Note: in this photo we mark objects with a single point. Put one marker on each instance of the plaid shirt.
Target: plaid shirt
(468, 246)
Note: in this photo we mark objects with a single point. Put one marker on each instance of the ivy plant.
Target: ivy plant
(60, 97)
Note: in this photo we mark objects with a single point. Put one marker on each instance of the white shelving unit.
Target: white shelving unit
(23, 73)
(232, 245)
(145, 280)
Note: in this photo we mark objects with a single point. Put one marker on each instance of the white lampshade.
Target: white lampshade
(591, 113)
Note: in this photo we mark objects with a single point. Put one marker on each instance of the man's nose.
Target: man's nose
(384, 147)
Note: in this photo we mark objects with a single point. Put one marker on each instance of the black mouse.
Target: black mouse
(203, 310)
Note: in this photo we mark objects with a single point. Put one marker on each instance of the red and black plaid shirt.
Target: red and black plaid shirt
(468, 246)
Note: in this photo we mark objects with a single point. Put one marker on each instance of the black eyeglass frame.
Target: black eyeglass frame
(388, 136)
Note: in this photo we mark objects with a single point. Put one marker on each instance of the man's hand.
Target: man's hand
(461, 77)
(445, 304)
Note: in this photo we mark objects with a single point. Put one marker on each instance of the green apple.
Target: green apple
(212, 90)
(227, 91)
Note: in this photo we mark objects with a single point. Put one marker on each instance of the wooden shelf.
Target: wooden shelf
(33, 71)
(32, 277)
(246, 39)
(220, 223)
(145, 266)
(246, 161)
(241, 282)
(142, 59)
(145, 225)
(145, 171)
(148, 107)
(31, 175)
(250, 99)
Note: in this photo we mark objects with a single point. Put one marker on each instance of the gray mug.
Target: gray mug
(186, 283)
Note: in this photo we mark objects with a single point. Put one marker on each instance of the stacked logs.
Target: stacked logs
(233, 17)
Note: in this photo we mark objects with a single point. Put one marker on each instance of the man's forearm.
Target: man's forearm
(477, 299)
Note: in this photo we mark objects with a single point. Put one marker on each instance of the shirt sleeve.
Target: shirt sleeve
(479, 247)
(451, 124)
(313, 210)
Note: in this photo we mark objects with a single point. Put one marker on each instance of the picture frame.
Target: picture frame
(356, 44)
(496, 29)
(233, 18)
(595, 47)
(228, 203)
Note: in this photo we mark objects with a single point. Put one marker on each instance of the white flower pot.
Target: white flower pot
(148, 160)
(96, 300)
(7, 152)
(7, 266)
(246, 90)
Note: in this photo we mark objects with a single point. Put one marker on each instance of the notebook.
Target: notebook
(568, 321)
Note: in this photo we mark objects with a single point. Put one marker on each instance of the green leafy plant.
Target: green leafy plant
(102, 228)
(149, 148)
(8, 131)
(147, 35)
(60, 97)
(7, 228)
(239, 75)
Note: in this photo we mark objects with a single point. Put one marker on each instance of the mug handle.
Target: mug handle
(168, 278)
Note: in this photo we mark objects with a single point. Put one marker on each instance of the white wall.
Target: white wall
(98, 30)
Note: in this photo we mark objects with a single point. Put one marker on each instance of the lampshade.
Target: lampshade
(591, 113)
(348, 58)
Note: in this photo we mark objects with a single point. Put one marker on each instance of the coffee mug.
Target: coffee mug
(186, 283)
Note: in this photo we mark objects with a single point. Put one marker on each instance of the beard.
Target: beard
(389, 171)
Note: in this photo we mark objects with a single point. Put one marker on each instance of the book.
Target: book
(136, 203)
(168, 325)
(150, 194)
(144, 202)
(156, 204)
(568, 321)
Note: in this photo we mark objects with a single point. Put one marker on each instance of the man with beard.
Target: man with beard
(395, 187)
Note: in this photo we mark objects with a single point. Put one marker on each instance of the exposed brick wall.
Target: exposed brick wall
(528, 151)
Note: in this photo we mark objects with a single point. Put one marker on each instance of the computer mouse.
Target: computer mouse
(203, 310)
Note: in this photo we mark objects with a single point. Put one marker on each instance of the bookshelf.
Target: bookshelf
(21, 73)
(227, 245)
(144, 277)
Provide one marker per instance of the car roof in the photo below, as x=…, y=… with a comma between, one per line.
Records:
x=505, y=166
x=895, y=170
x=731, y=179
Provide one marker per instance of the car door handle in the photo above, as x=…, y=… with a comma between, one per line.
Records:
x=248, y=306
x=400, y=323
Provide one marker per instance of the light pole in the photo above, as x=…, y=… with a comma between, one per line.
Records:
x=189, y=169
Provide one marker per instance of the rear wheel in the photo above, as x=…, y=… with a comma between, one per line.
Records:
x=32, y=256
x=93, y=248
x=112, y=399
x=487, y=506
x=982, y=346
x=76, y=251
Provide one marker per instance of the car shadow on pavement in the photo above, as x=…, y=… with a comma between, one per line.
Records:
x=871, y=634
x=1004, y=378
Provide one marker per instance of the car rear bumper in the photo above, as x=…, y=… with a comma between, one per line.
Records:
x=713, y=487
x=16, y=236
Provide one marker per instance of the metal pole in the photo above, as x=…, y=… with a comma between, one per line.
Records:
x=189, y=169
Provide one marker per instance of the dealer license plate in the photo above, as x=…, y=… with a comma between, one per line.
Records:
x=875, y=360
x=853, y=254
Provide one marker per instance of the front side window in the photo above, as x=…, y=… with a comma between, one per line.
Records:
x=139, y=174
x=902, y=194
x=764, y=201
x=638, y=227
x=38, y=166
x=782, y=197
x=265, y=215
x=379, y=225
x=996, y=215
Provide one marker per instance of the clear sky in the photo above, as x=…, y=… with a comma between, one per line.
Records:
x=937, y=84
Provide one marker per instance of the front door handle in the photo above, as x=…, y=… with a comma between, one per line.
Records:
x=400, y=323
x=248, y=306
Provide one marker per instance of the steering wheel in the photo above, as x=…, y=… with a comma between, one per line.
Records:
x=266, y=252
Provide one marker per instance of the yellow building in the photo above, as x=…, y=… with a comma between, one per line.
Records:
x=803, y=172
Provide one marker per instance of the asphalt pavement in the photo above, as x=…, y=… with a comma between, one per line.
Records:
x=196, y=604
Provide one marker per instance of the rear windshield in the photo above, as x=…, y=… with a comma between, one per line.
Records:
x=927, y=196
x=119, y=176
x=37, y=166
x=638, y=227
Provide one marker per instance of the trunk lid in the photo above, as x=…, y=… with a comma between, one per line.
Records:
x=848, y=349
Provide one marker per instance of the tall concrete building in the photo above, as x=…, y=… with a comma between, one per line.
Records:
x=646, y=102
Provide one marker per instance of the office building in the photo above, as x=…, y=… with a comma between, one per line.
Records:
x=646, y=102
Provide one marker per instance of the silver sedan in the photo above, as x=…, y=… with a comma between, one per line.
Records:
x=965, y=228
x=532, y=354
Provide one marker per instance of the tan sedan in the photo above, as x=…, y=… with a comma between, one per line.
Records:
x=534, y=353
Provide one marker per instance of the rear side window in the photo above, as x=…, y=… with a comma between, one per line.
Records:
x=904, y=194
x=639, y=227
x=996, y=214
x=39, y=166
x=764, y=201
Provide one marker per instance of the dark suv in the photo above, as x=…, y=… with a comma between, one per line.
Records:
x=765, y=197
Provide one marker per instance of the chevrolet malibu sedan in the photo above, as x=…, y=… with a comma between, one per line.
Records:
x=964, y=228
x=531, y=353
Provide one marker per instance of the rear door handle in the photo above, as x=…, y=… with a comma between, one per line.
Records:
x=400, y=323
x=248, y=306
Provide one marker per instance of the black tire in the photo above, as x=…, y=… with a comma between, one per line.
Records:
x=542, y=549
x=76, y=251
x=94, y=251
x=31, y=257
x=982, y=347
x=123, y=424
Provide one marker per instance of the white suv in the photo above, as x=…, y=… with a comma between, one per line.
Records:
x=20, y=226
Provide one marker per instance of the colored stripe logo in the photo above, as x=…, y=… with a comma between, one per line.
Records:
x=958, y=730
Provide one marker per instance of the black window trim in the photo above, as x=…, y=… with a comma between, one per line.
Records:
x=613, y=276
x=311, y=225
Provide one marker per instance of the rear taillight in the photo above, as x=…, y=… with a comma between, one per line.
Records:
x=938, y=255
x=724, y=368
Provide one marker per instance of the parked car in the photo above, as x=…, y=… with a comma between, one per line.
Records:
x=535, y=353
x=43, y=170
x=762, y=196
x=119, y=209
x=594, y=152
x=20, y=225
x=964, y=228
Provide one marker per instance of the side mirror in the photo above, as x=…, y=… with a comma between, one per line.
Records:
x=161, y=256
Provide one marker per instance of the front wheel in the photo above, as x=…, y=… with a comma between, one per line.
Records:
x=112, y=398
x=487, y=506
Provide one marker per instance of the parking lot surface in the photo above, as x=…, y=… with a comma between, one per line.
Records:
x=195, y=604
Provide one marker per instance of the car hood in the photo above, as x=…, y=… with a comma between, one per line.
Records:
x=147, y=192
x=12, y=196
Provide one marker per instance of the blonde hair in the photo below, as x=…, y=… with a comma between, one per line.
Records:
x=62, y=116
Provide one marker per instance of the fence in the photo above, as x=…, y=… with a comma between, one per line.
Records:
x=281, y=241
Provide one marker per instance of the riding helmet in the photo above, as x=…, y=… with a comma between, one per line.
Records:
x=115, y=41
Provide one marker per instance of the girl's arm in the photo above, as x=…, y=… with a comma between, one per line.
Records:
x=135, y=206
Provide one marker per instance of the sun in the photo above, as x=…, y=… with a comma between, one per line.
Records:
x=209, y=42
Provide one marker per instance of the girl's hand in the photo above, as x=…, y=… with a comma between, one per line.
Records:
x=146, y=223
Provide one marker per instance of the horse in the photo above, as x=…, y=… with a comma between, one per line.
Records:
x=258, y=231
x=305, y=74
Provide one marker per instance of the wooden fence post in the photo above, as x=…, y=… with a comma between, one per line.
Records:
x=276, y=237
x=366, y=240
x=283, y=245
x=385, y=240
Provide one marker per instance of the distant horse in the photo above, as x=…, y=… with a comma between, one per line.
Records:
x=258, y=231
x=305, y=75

### WORK TASK
Only lines with the word "door" are wanted, so copy each one from the records.

### EXERCISE SOLUTION
Provide one marker per instance of the car door handle in the photo above, as x=…, y=… with a comma between, one per line.
Provide one marker per instance of the front door handle in the photo above, as x=…, y=… with a comma between, one per line.
Provide one marker per instance of the rear door handle in the photo above, as x=…, y=… with a comma between, one per line.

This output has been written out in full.